Passage to read:
┄┄┄┄┄┄┄┄┄┄
For scripting and doing things yourself, you pretty much have to extract *all* the util counters from *all* the drives in the system and then post process them all. In a big system, with many 100 of disks, this becomes quite cumbersome
However, the utilisation of a drive is not as obvious a metric as one may think. It seems simple; it's measured internally by the system at a 1 KHz rate -- is there a command on the disk or not?
But there is a caveat... apparently (as Paul Flores informed me recently) the "yes" answer to the Q is actually "is there data going in/out of the disk right now?" Meaning that if a drive is *really* *really* busy, so d**n busy that it spends a lot of time seeking, then the util metric will actually "lie" to you. It will go down even if the disk is busier than ever. I'm thinking that this probably doesn't matter much IRL, because it's literally only slow (7.2K rpm, large) drives which could ever get into this state -- and if your system would end up in this state you're in deep s**t anyway and there's no remedy except a reboot or kill *all* the workload generators to release the I/O pressure
Think of it as a motorway completely jammed up, no car can move anywhere. How do you "fix" it? A: close *all* the entrance ramps, and just wait. It will drain out after a while
Hope this was helpful to ppl, sorry for the length of this text but these things are quite complex and I don't want to add to confusion or cause misunderstandings more than absolutely necessary
/M
On 2016-04-21 19:47, Flores, Paul wrote:
Those are good if you want to know more about _why_ your utilization metric is high, but looking at them on their own is only part of the story. Nothing you see by looking at the domains is going to help you _more_ than just monitoring utilization, because utilization _includes_ the only domain that could cause you pain by being over utilized.
┄┄┄┄┄┄┄┄┄┄
[Detection examples]

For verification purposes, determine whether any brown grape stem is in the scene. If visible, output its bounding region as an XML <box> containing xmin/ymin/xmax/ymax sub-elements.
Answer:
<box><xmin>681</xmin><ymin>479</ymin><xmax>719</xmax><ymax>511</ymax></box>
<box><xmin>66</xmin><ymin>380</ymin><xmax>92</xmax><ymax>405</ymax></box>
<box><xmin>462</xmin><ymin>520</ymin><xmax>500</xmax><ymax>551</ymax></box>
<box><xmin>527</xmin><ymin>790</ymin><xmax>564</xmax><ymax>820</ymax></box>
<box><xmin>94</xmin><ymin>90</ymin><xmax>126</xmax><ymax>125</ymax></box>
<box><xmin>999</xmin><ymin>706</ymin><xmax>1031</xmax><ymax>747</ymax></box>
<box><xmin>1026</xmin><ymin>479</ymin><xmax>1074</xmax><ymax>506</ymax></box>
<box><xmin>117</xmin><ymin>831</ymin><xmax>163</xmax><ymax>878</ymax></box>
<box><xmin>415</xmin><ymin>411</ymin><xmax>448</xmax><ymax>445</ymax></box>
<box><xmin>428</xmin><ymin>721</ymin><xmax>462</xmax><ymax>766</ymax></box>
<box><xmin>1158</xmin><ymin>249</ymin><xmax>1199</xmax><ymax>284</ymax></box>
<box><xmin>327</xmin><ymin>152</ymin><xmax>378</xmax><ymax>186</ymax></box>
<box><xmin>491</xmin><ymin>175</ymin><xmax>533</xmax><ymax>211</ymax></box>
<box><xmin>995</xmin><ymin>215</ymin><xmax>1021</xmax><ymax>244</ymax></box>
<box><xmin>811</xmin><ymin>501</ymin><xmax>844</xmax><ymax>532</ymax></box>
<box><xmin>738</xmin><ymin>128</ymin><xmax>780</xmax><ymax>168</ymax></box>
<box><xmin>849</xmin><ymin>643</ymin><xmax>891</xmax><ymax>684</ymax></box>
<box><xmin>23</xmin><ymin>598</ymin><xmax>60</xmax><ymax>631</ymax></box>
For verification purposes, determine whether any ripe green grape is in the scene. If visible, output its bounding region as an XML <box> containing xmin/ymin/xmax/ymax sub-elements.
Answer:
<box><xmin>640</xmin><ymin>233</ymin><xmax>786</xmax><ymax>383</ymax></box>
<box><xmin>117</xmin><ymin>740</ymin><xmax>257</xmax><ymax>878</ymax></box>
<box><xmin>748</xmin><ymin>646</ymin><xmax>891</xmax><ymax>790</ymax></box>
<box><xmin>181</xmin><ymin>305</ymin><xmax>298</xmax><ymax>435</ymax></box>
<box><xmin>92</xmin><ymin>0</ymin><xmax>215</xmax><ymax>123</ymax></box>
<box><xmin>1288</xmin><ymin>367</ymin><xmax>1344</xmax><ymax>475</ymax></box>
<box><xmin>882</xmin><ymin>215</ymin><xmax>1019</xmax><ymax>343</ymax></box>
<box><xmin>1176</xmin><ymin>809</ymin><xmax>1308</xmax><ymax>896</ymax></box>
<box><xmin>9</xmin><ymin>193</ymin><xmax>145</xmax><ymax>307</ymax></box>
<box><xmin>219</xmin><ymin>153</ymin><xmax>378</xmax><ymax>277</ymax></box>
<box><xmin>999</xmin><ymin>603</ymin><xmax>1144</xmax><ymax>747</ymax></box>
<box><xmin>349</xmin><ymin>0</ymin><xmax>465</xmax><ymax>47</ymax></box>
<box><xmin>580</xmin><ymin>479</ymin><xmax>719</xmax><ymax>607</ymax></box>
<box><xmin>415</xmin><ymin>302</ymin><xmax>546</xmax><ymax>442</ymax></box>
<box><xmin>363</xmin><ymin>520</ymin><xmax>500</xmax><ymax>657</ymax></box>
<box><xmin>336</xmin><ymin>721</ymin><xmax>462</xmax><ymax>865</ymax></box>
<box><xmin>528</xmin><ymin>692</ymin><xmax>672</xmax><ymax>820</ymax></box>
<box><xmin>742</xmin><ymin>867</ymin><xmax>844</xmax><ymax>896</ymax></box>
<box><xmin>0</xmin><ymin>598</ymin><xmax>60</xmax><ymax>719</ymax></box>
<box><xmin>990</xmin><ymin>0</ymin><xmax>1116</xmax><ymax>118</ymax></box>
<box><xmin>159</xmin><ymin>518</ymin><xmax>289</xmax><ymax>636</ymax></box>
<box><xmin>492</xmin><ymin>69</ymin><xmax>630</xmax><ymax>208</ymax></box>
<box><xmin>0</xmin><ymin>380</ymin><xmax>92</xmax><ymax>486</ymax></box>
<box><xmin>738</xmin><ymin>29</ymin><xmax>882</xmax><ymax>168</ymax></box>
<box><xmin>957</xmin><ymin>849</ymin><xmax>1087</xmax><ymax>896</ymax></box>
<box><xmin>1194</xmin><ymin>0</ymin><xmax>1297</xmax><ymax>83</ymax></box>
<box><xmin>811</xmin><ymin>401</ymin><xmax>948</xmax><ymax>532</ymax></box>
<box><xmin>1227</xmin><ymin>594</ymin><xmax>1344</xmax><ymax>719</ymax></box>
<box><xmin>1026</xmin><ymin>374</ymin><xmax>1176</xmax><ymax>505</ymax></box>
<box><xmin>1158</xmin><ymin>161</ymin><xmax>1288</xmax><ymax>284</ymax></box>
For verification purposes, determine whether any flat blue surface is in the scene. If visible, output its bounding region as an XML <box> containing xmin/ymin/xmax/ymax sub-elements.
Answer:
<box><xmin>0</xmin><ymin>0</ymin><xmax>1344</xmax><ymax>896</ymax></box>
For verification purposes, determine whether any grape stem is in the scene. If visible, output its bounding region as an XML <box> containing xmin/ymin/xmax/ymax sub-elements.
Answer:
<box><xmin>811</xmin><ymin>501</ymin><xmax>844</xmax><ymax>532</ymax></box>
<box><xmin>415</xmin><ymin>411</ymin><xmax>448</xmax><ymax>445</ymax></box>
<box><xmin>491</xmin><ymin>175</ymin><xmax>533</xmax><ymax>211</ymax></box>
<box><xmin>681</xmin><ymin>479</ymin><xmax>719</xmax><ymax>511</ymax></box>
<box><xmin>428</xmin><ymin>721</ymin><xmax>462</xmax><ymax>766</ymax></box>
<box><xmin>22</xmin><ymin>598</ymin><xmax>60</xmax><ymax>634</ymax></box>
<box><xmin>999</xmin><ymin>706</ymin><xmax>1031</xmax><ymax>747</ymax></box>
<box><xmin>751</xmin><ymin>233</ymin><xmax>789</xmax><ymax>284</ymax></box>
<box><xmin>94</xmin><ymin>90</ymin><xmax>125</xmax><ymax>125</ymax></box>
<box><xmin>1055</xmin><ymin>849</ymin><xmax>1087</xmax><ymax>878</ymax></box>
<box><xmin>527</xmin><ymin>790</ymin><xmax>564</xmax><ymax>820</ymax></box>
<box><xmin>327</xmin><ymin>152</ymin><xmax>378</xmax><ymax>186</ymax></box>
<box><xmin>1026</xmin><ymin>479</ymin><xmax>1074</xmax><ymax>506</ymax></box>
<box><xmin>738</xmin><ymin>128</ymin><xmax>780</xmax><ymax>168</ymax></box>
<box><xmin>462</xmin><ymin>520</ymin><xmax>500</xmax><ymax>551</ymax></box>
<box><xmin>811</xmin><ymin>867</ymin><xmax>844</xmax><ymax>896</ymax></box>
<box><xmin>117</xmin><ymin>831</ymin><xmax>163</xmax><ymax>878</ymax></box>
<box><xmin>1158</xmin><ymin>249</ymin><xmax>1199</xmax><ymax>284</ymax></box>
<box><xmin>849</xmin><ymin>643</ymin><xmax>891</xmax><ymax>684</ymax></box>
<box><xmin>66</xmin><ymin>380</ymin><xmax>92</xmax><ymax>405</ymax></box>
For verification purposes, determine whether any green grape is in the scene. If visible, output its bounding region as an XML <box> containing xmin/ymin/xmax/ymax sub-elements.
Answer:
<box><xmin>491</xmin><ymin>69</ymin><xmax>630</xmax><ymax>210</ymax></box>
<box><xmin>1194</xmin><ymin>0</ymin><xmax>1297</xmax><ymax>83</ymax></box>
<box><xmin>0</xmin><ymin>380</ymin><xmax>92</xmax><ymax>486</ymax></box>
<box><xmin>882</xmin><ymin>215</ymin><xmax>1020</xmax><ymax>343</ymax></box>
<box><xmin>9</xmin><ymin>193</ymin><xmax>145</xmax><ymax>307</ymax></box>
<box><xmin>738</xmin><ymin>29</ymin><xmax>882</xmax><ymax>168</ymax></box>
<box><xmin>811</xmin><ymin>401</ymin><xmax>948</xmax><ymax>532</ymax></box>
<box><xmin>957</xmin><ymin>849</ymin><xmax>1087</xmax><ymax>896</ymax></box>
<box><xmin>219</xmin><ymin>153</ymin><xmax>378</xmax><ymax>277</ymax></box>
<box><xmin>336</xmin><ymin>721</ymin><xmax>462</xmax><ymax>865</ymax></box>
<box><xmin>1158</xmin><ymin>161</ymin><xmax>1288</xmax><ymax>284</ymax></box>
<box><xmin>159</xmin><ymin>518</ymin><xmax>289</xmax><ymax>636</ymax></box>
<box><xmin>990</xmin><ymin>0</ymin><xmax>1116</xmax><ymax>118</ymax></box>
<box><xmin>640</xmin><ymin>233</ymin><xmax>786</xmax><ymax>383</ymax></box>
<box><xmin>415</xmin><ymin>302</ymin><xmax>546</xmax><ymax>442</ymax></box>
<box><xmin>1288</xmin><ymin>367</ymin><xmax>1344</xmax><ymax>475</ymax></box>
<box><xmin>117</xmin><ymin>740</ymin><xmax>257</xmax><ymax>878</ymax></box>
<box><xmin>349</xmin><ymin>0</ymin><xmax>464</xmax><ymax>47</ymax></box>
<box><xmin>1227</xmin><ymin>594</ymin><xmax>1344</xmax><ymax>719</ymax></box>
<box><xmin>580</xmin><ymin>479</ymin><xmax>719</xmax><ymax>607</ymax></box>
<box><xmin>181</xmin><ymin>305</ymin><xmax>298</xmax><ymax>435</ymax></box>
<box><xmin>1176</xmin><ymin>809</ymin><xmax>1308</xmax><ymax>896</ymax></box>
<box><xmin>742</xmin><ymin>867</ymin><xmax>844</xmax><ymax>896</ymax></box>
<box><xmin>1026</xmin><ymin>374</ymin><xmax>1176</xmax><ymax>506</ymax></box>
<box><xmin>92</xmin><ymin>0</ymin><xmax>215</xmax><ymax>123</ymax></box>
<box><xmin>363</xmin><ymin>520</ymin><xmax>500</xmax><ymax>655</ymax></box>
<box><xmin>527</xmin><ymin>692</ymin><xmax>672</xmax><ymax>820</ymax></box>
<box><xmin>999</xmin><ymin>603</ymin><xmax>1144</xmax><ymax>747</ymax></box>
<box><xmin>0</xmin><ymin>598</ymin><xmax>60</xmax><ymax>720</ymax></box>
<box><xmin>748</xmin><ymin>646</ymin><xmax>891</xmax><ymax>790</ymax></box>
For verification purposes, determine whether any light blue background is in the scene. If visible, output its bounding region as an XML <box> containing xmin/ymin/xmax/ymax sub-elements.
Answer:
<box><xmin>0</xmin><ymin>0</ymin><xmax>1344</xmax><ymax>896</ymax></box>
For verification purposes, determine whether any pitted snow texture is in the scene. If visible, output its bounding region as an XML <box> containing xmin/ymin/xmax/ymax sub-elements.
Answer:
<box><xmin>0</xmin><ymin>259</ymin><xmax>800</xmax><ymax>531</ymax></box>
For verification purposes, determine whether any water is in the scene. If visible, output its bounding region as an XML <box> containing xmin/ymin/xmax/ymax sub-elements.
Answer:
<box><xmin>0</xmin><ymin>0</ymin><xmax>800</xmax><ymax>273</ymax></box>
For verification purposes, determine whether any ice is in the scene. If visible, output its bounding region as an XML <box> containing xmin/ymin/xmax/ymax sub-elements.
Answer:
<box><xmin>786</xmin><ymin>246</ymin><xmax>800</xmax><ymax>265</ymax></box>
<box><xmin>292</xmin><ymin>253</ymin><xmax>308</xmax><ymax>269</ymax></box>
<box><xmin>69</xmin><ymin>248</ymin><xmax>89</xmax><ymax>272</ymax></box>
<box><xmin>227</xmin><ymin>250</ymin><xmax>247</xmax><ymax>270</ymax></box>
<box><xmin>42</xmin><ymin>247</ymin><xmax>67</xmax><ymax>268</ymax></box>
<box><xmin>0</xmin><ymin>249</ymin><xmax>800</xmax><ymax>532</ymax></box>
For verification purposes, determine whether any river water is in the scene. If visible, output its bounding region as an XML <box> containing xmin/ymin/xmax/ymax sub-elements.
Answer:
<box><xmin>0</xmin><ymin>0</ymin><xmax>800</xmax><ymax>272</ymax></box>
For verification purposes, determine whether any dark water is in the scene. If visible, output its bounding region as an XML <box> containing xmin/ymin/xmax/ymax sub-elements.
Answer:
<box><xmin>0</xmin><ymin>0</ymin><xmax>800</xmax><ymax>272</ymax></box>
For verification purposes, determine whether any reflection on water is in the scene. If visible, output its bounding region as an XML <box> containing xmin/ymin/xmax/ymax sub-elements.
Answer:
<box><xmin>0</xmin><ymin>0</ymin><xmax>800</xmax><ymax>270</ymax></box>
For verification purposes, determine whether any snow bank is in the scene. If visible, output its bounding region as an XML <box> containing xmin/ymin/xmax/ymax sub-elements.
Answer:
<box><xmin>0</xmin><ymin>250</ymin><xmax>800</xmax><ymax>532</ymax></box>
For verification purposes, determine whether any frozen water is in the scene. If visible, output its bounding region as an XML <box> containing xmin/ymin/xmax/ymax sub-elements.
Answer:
┄┄┄┄┄┄┄┄┄┄
Task details: Continue the forum discussion of disk utilization metrics from the point where it stops.

Exercise output:
PF
From: Scott Eno <s.eno@me.com mailto:s.eno@me.com> Date: Thursday, April 21, 2016 at 12:13 PM To: Paul Flores <Paul.Flores@netapp.com mailto:Paul.Flores@netapp.com> Cc: "NGC-steve.klise-wwt.com" <steve.klise@wwt.com mailto:steve.klise@wwt.com>, Toasters <toasters@teaparty.net mailto:toasters@teaparty.net> Subject: Re: OnCommand CPU report question for 2.x OPM
Don’t know if we’re allowed to attach images, but I’ll try. If you can see the attached image, you see that marrying OCPM -> NetApp Harvest -> Grafana you get a really nice breakdown of these processes.
Sadly no alerting, just monitoring.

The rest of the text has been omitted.